(Location annotation dataset excerpts)
····················

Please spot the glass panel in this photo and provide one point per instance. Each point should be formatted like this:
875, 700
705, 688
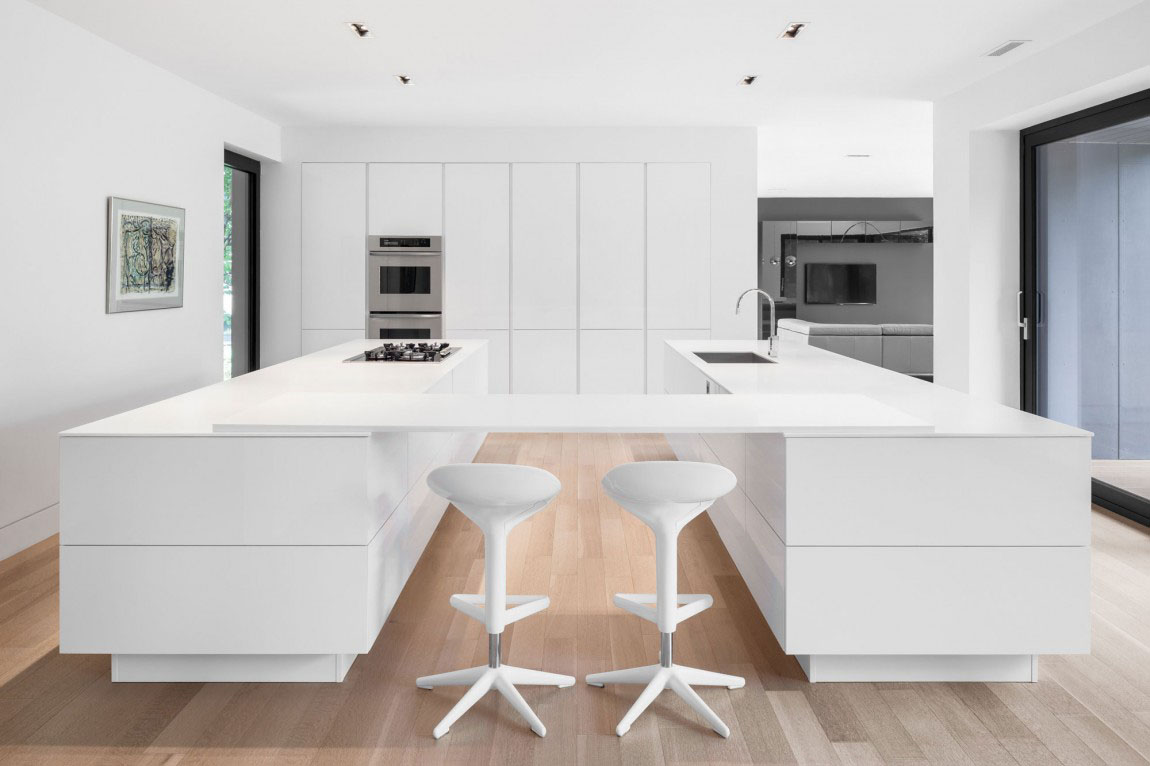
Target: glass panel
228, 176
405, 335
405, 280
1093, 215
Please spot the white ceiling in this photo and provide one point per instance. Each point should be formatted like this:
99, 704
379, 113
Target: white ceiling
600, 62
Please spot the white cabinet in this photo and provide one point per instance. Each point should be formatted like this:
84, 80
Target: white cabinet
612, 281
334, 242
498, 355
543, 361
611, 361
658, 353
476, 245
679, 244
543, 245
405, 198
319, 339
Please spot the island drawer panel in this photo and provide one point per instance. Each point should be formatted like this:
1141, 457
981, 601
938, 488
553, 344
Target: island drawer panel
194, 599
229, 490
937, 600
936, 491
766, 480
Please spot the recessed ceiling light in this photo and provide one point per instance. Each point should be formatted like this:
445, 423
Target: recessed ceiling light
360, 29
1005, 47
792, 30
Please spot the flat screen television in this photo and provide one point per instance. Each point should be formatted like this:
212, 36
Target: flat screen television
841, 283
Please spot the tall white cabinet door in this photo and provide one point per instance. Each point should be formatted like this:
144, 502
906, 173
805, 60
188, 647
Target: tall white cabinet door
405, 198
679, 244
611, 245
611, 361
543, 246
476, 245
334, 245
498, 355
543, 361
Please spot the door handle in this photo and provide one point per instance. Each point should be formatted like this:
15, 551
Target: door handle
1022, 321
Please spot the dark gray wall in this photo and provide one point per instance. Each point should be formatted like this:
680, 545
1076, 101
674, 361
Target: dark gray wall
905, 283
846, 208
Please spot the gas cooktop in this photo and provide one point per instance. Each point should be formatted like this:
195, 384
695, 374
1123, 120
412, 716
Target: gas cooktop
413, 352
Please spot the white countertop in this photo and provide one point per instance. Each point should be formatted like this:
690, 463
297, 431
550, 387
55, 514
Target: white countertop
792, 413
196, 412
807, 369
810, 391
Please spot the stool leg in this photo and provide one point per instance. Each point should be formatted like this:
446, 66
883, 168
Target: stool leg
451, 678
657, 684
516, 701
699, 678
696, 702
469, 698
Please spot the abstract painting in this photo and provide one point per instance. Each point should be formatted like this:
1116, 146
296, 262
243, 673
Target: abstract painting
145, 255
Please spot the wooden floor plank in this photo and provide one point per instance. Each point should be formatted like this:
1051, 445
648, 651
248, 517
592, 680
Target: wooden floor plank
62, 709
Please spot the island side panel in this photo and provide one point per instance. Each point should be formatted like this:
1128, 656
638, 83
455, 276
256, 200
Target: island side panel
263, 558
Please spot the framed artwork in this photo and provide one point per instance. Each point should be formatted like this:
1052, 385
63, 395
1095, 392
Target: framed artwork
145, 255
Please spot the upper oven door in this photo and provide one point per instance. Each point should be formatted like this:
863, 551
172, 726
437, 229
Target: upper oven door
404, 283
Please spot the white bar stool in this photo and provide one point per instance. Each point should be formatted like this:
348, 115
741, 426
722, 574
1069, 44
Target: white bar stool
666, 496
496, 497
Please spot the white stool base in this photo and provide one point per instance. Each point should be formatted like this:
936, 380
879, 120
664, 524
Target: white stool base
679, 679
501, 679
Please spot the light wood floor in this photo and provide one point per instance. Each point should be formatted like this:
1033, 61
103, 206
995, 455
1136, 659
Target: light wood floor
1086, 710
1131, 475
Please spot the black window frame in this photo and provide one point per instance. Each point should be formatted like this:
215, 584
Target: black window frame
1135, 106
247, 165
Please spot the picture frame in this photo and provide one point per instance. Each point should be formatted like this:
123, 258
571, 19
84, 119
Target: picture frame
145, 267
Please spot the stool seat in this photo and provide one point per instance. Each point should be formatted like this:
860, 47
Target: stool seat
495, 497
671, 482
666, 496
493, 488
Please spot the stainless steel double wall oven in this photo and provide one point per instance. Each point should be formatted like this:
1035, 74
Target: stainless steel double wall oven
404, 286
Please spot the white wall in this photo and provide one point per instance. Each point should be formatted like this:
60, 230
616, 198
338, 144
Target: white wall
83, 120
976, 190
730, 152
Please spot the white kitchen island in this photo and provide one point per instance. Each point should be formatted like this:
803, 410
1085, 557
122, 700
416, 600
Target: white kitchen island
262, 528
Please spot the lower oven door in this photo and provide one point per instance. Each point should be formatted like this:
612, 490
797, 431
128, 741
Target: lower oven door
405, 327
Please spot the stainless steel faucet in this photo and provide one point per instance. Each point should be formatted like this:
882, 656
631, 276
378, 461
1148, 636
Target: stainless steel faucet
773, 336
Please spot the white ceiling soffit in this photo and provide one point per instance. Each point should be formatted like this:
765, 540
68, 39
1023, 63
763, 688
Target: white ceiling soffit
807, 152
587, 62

····················

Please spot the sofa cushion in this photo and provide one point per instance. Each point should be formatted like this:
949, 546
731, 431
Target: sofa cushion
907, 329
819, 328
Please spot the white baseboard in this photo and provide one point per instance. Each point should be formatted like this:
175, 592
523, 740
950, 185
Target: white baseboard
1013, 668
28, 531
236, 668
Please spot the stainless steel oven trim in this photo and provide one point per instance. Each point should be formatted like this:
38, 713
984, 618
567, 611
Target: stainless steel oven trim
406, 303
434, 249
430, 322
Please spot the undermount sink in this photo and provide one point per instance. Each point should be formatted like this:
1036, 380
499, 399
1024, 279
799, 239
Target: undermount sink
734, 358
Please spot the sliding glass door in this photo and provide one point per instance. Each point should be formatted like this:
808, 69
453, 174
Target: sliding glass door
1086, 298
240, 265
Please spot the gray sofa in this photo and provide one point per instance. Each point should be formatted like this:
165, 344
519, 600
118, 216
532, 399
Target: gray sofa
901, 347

····················

Task to carry out: Return every line of the entries that contains the word "gray".

Reply to the task:
Please spot the dark gray wall in this photo and provide one point per instance. Each point should be formatted like this:
Target: dark gray wall
Please spot the gray sofa in this photo and provide one point per instance. Each point should be formatted like this:
Target: gray sofa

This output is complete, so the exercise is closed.